WORK TO DO:
1 > Summarize the news report on the Tel Aviv protest in two sentences.
2 > Copy word for word the passage of the news report from "JERUSALEM: Scuffles between" up to and including "Hamas in Gaza.".

Scuffles erupt between police, protesters demanding return of Israeli hostages still held in Gaza
  • Israel says around 100 hostages are still being held in Gaza, along with the bodies of around 30 more
  • Around half of the 250 hostages taken by Hamas and other militants have been freed, most in swaps for Palestinian prisoners held by Israel

JERUSALEM: Scuffles between Israeli police and protesters erupted in Tel Aviv on Saturday after thousands gathered to demonstrate against the government and demand that it bring back the hostages being held by Hamas in Gaza.
Meanwhile, a small US military vessel and what appeared to be a strip of docking area washed up on a beach near the southern Israeli city of Ashdod, not far from the US-built pier on which the Israeli military said humanitarian aid is moving into the Palestinian territory.
Also on Saturday, Israeli bombardments were reported in northern and central Gaza.
Some protesters in Tel Aviv carried photos of the female soldiers who appeared in a video earlier in the week showing them soon after they were abducted during the Hamas attack on Israel on Oct. 7 started the war between Israel and Hamas. Some held banners reading “Stop the war” and “Help.” They called on the government to reach a deal to release the dozens of hostages still in captivity.
The protesters also called for the resignation of Israeli Prime Minister Benjamin Netanyahu and demanded new elections.
“We all saw the video, we could not stay at home after the government abandoned all these people,” said Hilit Sagi, from the group “Women Protest for the Return of All Hostages.”
Divisions among Israelis have deepened over how Netanyahu has handled the war against Hamas after the attack that killed about 1,200 people and saw 250 others taken hostage. Israel says around 100 hostages are still being held in Gaza, along with the bodies of around 30 more.




Israeli police detain a protester during a demonstration in Tel Aviv on May 26, 2024, by relatives and supporters of Israelis taken hostage by Palestinian militants in Gaza in the October 7 attacks. (AFP)

“Basically they are not doing enough in order for the hostages to come back, either with military force, with (a) hostages’ deal, negotiating. Nothing is being done,” said Snir Dahan, uncle of hostage Carmel Gat, still in captivity in Gaza.
Earlier in the week, the bodies of three hostages killed were recovered from Gaza, Israel’s army said Friday. The army said they were killed on the day of the attack and their bodies were taken to Gaza. The announcement came less than a week after the army said it found the bodies of three other Israeli hostages killed on Oct. 7.

EXTRACTED MATERIAL:
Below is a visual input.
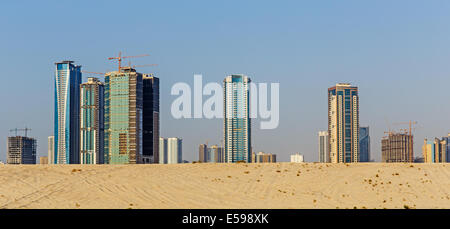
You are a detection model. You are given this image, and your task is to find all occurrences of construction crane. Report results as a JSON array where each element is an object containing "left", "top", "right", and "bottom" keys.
[
  {"left": 108, "top": 52, "right": 150, "bottom": 72},
  {"left": 394, "top": 121, "right": 417, "bottom": 162},
  {"left": 9, "top": 127, "right": 31, "bottom": 137},
  {"left": 81, "top": 71, "right": 105, "bottom": 75}
]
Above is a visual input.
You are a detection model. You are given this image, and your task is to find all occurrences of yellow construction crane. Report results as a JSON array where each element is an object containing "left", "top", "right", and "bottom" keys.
[
  {"left": 9, "top": 127, "right": 31, "bottom": 137},
  {"left": 108, "top": 52, "right": 150, "bottom": 72}
]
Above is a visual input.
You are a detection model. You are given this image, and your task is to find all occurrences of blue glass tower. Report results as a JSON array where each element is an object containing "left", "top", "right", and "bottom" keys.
[
  {"left": 223, "top": 75, "right": 252, "bottom": 163},
  {"left": 53, "top": 61, "right": 81, "bottom": 164}
]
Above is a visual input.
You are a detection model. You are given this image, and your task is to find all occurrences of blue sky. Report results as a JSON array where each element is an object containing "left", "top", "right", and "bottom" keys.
[{"left": 0, "top": 0, "right": 450, "bottom": 161}]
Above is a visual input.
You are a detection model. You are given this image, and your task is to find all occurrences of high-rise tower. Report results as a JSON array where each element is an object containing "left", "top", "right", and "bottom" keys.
[
  {"left": 319, "top": 131, "right": 330, "bottom": 163},
  {"left": 80, "top": 77, "right": 105, "bottom": 164},
  {"left": 105, "top": 67, "right": 143, "bottom": 164},
  {"left": 328, "top": 83, "right": 359, "bottom": 163},
  {"left": 359, "top": 126, "right": 370, "bottom": 162},
  {"left": 142, "top": 74, "right": 159, "bottom": 163},
  {"left": 223, "top": 75, "right": 252, "bottom": 163},
  {"left": 55, "top": 61, "right": 81, "bottom": 164}
]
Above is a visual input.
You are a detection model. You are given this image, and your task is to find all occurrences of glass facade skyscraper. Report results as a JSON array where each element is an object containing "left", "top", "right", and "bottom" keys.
[
  {"left": 223, "top": 75, "right": 252, "bottom": 163},
  {"left": 80, "top": 77, "right": 105, "bottom": 164},
  {"left": 319, "top": 131, "right": 330, "bottom": 163},
  {"left": 359, "top": 126, "right": 370, "bottom": 162},
  {"left": 105, "top": 67, "right": 143, "bottom": 164},
  {"left": 142, "top": 74, "right": 159, "bottom": 163},
  {"left": 6, "top": 136, "right": 36, "bottom": 164},
  {"left": 328, "top": 83, "right": 359, "bottom": 163},
  {"left": 55, "top": 61, "right": 81, "bottom": 164}
]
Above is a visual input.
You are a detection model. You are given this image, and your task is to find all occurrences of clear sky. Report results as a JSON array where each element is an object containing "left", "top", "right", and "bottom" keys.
[{"left": 0, "top": 0, "right": 450, "bottom": 161}]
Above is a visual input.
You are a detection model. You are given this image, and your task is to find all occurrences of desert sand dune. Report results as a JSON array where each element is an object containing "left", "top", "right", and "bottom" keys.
[{"left": 0, "top": 163, "right": 450, "bottom": 209}]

PER-TASK ANSWERS:
1 > Scuffles broke out in Tel Aviv on Saturday between Israeli police and thousands of protesters who demanded that the government bring back the hostages held by Hamas in Gaza and who called for Prime Minister Benjamin Netanyahu to resign and for new elections. Israel says around 100 hostages are still held in Gaza along with the bodies of around 30 more, and the army recently recovered the bodies of three hostages who were killed on the day of the attack.

2 >
JERUSALEM: Scuffles between Israeli police and protesters erupted in Tel Aviv on Saturday after thousands gathered to demonstrate against the government and demand that it bring back the hostages being held by Hamas in Gaza.